▶ **Source extract**:
The 2nd Zimbabwean Hyperinflation

by Serban V.C. Enache

Zimbabwe is once again facing rampant inflation, a rate of almost 100 percent recorded in the month of May.

I felt the need to investigate its macros. As usual, the graphs are based on info from tradingeconomcis. An important development is that last month, the Government removed the legal tender status of foreign currencies and made the new Zimbabwean Dollar [RTGS] the sole legal tender.

The country dropped its national currency back in 2009, and replaced it with a multi [foreign] currency system in efforts to combat hyperinflation at the time. The recent reverse measure, taken by Emmerson Mnangagwa’s administration, comes in response to dire commodity shortages across the country. Mnangagwa replaced Robert Mugabe as president two years ago in a coup. However, without sufficient US dollars to pay for imports, the country’s fuel stations have frequently run out and gasoline prices more than doubled between the months of January and April.

Fuel going up, coupled with the currency’s depreciation, made the cost of food, transportation, and housing utilities to soar. Due to the lack of confidence, as expected, more and more vendors set prices in US dollars.

In a milestone deal with the IMF last month, the Government agreed to cease net money creation [deficit spending] in order to pay its bills, which was a root cause of the sudden hyperinflation. The IMF is monitoring economic reforms for a year under a mutually agreed program. Debt relief was promised at the end of this year, provided the Government respects the deal. Companies are meant to trade RTGS dollars on an official market, but there were few takers. Analysts said that the Government’s gamble to force greater adoption of the RTGS might very well backfire, pushing transactions in foreign currencies underground.

▶ **Material**:
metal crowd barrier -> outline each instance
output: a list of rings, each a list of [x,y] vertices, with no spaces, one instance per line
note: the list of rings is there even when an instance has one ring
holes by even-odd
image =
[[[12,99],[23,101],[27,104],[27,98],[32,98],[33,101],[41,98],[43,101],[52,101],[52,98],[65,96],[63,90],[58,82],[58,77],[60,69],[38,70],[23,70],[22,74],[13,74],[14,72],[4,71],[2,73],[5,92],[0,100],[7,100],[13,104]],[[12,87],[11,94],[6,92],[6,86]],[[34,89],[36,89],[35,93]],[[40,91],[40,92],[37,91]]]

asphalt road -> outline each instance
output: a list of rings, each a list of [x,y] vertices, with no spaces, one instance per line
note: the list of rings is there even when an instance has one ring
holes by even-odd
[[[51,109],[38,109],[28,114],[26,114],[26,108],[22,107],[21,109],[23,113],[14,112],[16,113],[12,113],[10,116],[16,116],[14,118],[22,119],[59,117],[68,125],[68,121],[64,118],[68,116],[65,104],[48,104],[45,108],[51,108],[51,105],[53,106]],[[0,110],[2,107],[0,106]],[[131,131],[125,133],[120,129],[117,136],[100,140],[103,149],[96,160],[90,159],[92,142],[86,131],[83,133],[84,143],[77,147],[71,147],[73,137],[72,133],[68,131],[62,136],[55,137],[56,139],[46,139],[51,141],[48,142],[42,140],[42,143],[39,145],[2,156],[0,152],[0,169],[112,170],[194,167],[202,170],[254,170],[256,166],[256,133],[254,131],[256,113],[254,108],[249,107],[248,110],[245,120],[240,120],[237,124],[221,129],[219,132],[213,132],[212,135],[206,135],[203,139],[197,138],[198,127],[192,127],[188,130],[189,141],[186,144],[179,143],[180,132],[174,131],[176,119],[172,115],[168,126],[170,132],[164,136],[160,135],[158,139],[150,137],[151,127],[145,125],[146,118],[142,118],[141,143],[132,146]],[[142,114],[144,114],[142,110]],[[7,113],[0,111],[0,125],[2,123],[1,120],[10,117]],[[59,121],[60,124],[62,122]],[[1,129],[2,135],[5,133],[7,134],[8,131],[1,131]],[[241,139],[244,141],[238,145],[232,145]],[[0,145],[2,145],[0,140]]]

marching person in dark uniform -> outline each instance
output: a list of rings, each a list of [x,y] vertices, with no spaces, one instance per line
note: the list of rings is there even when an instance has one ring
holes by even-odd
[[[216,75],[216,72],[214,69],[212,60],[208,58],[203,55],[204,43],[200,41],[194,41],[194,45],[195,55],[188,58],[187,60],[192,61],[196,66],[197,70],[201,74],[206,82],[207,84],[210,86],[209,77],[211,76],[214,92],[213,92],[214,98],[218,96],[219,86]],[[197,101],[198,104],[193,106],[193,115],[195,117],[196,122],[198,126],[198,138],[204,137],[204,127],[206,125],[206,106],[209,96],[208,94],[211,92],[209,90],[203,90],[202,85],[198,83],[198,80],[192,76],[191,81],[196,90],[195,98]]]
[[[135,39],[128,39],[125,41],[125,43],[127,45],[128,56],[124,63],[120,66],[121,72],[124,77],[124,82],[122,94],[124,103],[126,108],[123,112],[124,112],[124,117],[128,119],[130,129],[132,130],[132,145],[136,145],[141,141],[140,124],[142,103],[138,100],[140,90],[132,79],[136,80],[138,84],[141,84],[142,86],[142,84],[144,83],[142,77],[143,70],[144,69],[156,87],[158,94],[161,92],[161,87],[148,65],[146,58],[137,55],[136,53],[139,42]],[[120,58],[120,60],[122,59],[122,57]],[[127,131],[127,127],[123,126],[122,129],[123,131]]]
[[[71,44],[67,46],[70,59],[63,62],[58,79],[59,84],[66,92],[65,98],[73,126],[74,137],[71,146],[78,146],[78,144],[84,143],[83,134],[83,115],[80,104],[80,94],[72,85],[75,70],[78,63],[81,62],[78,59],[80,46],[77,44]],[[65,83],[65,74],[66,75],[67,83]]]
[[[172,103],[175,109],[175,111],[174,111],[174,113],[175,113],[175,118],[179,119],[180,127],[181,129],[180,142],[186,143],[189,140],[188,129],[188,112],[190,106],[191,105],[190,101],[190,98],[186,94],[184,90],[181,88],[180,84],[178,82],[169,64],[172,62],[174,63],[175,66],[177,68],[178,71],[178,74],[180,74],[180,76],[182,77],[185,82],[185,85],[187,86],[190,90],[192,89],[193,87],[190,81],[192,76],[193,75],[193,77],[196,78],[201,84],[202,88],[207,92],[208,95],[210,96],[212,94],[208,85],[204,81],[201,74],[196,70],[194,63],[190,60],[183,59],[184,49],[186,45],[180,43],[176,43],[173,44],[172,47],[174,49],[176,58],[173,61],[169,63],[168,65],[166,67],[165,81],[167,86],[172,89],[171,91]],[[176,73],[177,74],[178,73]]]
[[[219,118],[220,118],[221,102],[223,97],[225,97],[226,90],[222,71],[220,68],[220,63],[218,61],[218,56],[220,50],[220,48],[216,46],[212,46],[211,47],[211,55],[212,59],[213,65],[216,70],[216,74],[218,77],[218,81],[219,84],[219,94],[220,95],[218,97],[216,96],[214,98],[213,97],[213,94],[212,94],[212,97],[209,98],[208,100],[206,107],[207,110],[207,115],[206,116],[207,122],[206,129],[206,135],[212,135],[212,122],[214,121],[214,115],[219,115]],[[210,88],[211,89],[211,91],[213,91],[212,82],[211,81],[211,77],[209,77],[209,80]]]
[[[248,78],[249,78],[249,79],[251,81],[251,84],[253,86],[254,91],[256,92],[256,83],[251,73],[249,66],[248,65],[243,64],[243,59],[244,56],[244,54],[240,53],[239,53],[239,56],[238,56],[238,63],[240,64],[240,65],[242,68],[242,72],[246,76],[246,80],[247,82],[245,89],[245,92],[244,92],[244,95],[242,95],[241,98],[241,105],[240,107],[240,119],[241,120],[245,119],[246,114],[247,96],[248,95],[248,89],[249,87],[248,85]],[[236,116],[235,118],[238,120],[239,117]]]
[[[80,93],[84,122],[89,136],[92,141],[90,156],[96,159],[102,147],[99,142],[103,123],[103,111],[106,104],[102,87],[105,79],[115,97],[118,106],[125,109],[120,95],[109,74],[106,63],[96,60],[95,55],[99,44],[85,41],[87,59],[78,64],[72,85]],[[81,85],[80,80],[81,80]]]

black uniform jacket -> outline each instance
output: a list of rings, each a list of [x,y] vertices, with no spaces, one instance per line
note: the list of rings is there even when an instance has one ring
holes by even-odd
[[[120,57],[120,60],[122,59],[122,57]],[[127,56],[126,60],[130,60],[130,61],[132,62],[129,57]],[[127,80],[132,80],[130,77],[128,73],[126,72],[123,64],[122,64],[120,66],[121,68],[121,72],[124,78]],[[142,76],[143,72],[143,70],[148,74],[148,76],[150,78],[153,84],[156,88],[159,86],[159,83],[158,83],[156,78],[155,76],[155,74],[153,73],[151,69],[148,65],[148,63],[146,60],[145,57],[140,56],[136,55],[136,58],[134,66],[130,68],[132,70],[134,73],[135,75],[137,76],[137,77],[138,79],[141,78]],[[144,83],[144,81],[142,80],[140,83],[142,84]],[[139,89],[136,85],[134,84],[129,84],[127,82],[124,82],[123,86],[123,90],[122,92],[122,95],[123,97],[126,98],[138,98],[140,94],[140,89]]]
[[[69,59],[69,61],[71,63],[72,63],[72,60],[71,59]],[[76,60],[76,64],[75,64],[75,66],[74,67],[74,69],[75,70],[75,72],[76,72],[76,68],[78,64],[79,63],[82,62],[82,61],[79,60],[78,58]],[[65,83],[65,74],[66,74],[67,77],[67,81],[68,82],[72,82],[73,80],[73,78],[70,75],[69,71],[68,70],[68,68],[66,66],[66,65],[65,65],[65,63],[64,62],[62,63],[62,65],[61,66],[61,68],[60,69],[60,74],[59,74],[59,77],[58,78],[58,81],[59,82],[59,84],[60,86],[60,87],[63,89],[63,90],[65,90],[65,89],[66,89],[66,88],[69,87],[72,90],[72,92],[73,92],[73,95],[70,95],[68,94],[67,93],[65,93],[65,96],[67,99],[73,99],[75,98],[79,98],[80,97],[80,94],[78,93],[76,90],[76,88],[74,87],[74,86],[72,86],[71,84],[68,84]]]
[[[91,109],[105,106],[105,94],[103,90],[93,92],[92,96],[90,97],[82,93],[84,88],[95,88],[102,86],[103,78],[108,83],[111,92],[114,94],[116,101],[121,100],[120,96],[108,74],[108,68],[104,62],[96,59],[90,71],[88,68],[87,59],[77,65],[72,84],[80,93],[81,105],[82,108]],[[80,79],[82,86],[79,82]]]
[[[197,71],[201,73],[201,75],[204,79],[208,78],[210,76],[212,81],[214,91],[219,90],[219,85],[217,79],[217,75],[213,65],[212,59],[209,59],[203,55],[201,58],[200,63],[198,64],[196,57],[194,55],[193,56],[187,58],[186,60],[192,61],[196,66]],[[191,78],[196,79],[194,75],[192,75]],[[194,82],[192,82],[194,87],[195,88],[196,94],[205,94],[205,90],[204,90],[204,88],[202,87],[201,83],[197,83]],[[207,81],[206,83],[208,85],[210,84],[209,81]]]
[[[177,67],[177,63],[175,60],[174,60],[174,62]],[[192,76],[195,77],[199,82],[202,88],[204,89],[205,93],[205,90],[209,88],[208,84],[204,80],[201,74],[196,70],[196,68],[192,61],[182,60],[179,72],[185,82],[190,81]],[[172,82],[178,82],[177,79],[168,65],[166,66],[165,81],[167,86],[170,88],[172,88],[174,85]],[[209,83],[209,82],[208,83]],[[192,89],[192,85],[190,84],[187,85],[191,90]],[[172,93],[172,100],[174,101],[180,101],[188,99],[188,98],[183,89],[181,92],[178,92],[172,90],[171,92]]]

▶ **Direction 1**:
Answer these questions from the Zimbabwe inflation article:
(a) What inflation rate was recorded in May?
(b) In what year did the country drop its national currency?
(c) What did the Government agree to stop doing in its deal with the IMF?
▶ **Direction 2**:
Translate this sentence from the Zimbabwe inflation article into Spanish: "The IMF is monitoring economic reforms for a year under a mutually agreed program."
▶ **Direction 3**:
In the Zimbabwe inflation article, rewrite the paragraph beginning "In a milestone deal with the IMF last month" as a bulleted list that keeps its main facts.
The entries are separate material from the Zimbabwe inflation article.

▶ **Exercise result 1**:
(a) Almost 100 percent.
(b) 2009.
(c) Net money creation (deficit spending) to pay its bills.

▶ **Exercise result 2**:
El FMI supervisa las reformas económicas durante un año en el marco de un programa acordado mutuamente.

▶ **Exercise result 3**:
- In last month's deal with the IMF, the Government agreed to stop net money creation (deficit spending), a root cause of the hyperinflation.
- The IMF will monitor economic reforms for a year under a mutually agreed program.
- Debt relief was promised at the end of this year if the Government respects the deal.
- Companies are meant to trade RTGS dollars on an official market, but few have done so.
- Analysts warned that forcing greater RTGS adoption could backfire and push foreign-currency transactions underground.